**Task brief**
Retype the records word for word, beginning at the line that contains "Find the rear" and stopping after the line that contains "[(81, 112)]".

**Provided material**

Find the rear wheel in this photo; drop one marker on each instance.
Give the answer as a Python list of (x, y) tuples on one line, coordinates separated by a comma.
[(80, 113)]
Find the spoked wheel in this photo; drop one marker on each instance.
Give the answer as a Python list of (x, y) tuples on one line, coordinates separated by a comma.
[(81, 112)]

---

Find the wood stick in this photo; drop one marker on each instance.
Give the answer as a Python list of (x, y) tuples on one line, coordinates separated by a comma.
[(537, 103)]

**Solved problem**
Find the rear wheel in this photo; drop one marker on each instance.
Give the answer as a Python list of (x, y) tuples on one line, coordinates separated by a comma.
[(80, 113)]
Find the spoked wheel in this photo; drop one marker on each instance.
Give the answer as a Python list of (x, y) tuples on one line, coordinates separated by a comma.
[(81, 112)]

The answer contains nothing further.